## Data shown
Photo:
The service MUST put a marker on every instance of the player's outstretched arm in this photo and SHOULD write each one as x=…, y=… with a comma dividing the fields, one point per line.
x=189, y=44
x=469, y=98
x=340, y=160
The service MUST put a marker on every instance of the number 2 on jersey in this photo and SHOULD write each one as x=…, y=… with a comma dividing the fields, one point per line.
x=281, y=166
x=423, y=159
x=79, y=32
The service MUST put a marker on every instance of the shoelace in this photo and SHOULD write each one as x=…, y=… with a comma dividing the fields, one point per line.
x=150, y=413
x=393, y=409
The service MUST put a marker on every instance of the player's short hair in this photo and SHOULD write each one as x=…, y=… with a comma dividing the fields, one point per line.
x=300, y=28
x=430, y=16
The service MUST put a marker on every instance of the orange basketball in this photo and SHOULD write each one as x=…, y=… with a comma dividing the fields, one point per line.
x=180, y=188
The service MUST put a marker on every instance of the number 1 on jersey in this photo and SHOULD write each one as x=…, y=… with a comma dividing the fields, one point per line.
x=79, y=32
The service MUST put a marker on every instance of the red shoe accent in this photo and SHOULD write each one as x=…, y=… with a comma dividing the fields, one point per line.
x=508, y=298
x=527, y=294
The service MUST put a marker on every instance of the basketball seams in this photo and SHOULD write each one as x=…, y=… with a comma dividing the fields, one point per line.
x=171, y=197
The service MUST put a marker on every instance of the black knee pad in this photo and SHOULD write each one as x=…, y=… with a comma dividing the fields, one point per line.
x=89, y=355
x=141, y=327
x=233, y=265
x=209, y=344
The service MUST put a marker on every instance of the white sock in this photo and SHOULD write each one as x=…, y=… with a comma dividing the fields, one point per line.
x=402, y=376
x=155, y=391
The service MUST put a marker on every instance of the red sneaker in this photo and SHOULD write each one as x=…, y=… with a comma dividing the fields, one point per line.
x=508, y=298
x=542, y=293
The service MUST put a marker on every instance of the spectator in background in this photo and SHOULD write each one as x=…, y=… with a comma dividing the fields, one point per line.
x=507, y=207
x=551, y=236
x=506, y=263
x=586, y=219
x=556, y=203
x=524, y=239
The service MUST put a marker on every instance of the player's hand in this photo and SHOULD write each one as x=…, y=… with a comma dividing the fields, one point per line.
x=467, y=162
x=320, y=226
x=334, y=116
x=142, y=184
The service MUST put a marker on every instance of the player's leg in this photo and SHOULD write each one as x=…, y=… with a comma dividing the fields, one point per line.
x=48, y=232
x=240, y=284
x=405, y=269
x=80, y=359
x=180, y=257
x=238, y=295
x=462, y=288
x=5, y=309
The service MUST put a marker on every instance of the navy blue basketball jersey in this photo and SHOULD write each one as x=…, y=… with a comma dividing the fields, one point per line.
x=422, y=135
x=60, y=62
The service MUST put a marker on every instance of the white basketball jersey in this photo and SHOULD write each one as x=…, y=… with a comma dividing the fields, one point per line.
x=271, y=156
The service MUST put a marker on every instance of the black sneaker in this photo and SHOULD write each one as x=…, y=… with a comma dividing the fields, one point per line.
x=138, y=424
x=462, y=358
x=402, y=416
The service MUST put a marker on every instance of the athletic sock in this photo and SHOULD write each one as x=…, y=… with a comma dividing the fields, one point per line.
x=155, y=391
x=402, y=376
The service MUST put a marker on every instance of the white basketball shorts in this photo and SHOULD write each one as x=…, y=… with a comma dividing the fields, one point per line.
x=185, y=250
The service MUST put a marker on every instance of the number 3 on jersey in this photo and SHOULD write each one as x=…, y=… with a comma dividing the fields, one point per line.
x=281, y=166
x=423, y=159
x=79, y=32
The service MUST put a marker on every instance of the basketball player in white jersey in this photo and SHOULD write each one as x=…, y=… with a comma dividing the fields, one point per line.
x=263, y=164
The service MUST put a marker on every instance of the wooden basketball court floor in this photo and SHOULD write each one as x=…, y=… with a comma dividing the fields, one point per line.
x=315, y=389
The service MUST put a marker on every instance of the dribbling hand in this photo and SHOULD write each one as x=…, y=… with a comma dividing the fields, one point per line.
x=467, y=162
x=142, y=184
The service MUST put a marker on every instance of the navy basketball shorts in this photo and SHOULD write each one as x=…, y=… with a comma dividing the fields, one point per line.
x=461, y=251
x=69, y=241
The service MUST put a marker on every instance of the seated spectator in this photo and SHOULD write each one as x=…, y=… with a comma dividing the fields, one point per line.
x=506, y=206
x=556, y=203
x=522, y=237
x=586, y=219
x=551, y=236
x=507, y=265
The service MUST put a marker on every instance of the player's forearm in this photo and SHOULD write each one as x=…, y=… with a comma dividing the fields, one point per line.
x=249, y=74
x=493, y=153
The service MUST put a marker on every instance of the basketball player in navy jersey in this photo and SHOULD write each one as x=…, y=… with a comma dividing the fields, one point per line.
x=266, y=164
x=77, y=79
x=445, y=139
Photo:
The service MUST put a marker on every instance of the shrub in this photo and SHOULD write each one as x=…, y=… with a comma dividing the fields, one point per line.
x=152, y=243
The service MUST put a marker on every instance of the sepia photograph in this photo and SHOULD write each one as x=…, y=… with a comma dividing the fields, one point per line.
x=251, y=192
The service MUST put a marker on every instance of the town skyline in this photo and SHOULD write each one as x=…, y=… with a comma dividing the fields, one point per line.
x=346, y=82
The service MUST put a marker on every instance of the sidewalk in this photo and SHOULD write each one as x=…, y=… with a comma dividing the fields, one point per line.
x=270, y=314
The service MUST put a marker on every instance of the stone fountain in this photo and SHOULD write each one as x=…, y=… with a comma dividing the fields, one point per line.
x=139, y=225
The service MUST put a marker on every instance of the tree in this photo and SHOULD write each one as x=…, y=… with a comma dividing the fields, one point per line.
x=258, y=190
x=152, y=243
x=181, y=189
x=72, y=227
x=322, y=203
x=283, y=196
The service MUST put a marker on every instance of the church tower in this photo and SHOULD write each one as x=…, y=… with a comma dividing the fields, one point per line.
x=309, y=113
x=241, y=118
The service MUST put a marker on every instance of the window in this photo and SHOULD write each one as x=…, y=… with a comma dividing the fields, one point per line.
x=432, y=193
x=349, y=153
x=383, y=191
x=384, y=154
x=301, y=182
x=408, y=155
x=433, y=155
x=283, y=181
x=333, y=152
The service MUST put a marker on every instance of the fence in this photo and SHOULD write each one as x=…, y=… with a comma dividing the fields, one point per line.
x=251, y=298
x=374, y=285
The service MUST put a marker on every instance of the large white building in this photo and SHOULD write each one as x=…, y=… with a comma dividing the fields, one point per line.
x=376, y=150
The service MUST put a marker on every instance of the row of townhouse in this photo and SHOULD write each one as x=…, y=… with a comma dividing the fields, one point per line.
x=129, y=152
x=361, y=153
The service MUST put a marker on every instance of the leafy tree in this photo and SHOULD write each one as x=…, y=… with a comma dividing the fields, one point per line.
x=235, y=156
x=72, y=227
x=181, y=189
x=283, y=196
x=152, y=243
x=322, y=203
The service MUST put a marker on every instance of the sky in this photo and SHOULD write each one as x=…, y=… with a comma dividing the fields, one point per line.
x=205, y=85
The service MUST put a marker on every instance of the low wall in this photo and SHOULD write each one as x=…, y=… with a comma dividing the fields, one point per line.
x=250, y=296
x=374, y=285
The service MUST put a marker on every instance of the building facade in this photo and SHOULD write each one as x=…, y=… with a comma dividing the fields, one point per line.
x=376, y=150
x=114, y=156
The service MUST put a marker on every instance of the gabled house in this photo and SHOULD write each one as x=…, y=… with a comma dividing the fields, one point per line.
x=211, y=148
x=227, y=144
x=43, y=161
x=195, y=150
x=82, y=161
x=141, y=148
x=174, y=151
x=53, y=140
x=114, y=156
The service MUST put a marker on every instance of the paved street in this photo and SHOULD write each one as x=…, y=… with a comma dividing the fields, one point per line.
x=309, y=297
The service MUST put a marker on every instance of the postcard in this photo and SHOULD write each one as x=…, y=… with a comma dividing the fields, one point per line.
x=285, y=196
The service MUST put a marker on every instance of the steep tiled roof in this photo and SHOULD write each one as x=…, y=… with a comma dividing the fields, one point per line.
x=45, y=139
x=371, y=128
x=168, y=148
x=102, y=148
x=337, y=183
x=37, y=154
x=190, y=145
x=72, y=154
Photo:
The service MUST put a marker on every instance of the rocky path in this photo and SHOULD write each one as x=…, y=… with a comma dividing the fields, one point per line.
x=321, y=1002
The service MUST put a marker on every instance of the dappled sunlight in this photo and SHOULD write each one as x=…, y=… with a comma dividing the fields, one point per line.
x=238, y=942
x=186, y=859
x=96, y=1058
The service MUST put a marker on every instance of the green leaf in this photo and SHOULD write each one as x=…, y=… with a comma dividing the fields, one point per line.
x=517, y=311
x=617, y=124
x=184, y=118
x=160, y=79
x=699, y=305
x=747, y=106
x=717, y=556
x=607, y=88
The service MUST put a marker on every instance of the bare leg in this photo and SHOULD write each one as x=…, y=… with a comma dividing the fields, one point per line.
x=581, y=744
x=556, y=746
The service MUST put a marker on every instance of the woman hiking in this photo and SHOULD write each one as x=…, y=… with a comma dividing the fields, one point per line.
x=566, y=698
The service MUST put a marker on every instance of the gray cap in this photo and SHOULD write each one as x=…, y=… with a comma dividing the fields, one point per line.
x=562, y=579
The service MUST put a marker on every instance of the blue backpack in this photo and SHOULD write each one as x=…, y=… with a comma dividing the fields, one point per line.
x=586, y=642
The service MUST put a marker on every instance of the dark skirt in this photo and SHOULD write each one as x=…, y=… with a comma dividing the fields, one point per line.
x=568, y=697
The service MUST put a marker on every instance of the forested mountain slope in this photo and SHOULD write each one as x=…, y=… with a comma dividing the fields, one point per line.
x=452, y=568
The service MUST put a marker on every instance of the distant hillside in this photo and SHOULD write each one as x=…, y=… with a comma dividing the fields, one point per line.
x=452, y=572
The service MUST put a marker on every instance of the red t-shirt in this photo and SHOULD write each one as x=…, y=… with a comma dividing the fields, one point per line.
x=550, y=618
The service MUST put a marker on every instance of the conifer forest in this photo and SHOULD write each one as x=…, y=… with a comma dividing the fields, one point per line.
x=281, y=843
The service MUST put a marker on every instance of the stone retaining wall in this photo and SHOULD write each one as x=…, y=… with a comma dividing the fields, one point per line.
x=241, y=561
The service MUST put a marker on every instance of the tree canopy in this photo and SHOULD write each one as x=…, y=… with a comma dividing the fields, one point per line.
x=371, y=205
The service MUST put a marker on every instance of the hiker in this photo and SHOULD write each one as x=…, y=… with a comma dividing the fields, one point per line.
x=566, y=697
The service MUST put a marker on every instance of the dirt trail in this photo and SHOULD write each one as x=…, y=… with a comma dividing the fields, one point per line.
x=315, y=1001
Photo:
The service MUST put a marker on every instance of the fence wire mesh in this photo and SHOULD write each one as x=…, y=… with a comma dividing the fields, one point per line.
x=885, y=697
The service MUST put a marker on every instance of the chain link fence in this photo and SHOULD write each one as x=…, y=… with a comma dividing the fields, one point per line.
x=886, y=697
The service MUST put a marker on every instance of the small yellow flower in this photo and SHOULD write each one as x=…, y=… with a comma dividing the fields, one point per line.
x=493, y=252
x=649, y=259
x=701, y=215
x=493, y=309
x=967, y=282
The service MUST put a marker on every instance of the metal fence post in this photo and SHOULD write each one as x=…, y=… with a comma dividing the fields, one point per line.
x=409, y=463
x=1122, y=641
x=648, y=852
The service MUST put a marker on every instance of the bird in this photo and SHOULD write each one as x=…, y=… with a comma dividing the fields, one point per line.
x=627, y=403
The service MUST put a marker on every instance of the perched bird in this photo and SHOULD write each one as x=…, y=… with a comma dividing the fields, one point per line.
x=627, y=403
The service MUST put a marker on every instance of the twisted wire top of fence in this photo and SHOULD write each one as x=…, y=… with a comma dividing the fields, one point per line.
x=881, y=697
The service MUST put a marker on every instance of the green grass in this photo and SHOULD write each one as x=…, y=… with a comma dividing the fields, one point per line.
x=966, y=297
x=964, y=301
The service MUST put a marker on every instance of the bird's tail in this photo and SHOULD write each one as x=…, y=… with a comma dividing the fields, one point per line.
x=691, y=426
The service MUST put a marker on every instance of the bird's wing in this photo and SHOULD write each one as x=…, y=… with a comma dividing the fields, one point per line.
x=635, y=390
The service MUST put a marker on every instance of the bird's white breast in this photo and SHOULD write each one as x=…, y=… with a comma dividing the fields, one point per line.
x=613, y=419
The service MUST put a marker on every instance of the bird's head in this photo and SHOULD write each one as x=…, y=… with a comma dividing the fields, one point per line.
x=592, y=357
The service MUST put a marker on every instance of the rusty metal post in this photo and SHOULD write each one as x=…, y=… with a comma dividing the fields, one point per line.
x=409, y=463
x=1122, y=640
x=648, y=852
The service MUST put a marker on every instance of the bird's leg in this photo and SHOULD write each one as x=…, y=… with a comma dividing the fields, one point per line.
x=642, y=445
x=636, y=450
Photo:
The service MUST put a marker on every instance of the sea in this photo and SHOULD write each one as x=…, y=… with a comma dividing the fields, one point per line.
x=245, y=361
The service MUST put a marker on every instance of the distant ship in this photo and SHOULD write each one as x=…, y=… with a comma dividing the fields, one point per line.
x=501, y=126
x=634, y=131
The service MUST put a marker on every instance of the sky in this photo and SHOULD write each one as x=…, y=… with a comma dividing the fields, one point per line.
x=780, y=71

## Task objective
Reproduce the lines of the material without change, from the line containing "of the hiker" up to and including the line containing "x=315, y=1001".

## Correct output
The service MUST put a marker on every instance of the hiker in this photo and SHOULD write each one as x=…, y=… with a comma dividing the fields, one point per line.
x=566, y=697
The service MUST put a marker on every instance of the dirt trail in this photo and SHOULD write each one as x=…, y=… with a comma dividing the fields, one point per line.
x=315, y=1001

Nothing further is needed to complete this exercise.